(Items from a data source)
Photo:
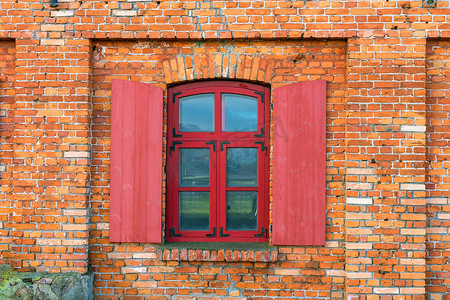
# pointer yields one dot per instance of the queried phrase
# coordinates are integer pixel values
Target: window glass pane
(194, 167)
(242, 210)
(197, 113)
(194, 210)
(239, 113)
(242, 166)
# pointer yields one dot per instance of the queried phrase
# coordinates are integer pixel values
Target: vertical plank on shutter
(299, 162)
(136, 162)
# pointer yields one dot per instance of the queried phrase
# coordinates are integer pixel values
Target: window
(217, 162)
(298, 164)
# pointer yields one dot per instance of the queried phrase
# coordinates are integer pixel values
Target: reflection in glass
(197, 113)
(193, 210)
(239, 112)
(242, 166)
(242, 210)
(194, 167)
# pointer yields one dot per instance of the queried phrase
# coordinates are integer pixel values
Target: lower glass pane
(193, 210)
(242, 210)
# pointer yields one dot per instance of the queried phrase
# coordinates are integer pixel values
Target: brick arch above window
(216, 66)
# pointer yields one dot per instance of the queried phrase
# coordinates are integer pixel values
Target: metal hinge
(221, 232)
(262, 234)
(212, 234)
(172, 232)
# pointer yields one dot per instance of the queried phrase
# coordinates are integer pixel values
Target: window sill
(230, 252)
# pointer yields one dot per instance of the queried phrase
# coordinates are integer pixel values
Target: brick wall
(387, 66)
(438, 179)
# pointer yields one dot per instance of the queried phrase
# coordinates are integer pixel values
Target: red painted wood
(136, 162)
(299, 155)
(217, 187)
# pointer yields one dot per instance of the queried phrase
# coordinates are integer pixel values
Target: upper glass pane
(197, 113)
(194, 167)
(239, 113)
(242, 166)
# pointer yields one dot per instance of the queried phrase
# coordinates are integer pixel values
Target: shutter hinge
(221, 232)
(174, 134)
(261, 134)
(262, 234)
(260, 94)
(174, 95)
(172, 148)
(214, 148)
(263, 148)
(223, 143)
(172, 232)
(212, 234)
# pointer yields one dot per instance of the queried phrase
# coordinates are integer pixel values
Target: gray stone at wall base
(44, 286)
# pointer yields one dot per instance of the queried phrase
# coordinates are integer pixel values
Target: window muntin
(239, 112)
(217, 176)
(196, 113)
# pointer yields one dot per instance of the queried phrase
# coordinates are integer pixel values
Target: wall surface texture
(387, 67)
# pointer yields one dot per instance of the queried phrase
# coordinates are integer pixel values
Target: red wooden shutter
(136, 162)
(299, 156)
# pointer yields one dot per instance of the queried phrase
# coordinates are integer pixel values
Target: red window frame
(218, 142)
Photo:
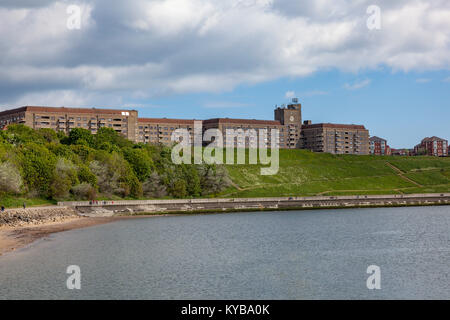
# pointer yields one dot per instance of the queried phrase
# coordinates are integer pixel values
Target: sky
(387, 67)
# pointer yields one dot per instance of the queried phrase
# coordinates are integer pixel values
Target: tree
(10, 179)
(84, 191)
(80, 136)
(178, 189)
(65, 176)
(153, 187)
(37, 164)
(140, 161)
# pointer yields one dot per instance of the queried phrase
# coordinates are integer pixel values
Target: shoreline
(13, 238)
(16, 237)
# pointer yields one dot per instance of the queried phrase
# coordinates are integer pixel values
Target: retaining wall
(105, 208)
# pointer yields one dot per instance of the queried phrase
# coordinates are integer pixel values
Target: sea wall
(37, 215)
(108, 208)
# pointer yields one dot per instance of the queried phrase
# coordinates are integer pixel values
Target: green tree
(37, 164)
(80, 136)
(140, 161)
(178, 189)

● **WHAT NEEDS TO BE DONE**: Quote all the lines above exactly as given. Do not include the pictures.

● **OUTPUT BELOW**:
Photo:
# pointer yields one dot per instance of the queried phrase
# coordinates are integer pixel values
Target: window glass pane
(194, 167)
(242, 210)
(197, 113)
(194, 210)
(239, 113)
(242, 166)
# pointer yields one dot per instance of the queried phrase
# coordinates are integer pixel values
Target: vertical plank on shutter
(299, 162)
(136, 162)
# pointer yields one dot per instance of the queried phrase
# coordinates are integer pixel values
Target: window
(217, 162)
(298, 164)
# pointer yields one dot per instance of the queried phrase
# coordinates are integer pixel values
Target: reflection in glass
(197, 113)
(193, 210)
(239, 112)
(242, 166)
(242, 210)
(194, 167)
# pointer yields one dot per instance of the queried phrase
# coordinates are integer pixel values
Target: lower glass pane
(193, 210)
(242, 210)
# pointer yields one dot per instance of the queried phrase
# coordinates are integer pixel values
Target: brick arch above window
(216, 66)
# pointer yields one dot per instance of the queried phrase
# coordinates are integer pixel values
Target: metal hinge
(221, 232)
(262, 234)
(212, 234)
(172, 232)
# pointer yields one dot per instance of the queried phrase
# coordinates are integer pixel values
Target: window sill
(230, 252)
# pointer yields one dot per instance of the queried phrase
# coordinates are integer pixel values
Target: brick wall
(387, 66)
(438, 179)
# pointer yields one dot per instance of the queried phrase
# coordinates are integer pixel values
Target: red painted wood
(136, 162)
(299, 155)
(217, 187)
# pointer yields one dot per instance of the queried phrase
# coordinates are integer pixel values
Target: upper glass pane
(197, 113)
(194, 167)
(239, 113)
(242, 166)
# pointer yields one dot per instance of the queried phrase
# coordinates are integer pixel values
Target: shutter hinge
(221, 232)
(174, 134)
(261, 134)
(262, 234)
(260, 94)
(174, 95)
(172, 148)
(214, 148)
(263, 148)
(223, 143)
(172, 232)
(212, 234)
# pointer yields one dot per instance of the queried phrase
# coordinates are integer pixel values
Target: gray stone at wall base
(44, 286)
# pointer yields one dot per instance of the queried phrase
# coordinates are integer pixel values
Target: window muntin
(239, 112)
(217, 176)
(196, 113)
# pointer yields one dot per instance of the queried phrase
# coordinates are integer pixel values
Target: wall surface texture
(387, 67)
# pointer yields one dot per instance of the queried phrase
# coordinates are integer pixel values
Target: red wooden shutter
(136, 162)
(299, 156)
# pointer yields one dot per instance of the queried phrase
# coordinates are integer pixel values
Target: red window frame
(218, 142)
Photo:
# pointer yields one dot per instance of the queried phrase
# coordinates are integer pixel values
Target: sky
(387, 67)
# pointer yields one dot per instance of the queried phrase
# coordinates are integer pixel values
Target: tree
(10, 179)
(84, 191)
(80, 136)
(178, 189)
(65, 176)
(153, 187)
(37, 164)
(140, 161)
# pointer yields one dot per instance of the queried phrase
# coordinates are integer pixel values
Target: shoreline
(13, 238)
(16, 237)
# pointer yields one dot per instance of the queried phrase
# coordinates are integer pixel values
Target: retaining wall
(105, 208)
# pointer yields one dot per instance of the queried phrase
# coordinates are integer pixel values
Target: sea wall
(37, 215)
(108, 208)
# pointer yields one dot per instance of the queried phrase
# coordinates are integer pixel values
Target: green tree
(37, 164)
(80, 136)
(140, 161)
(178, 189)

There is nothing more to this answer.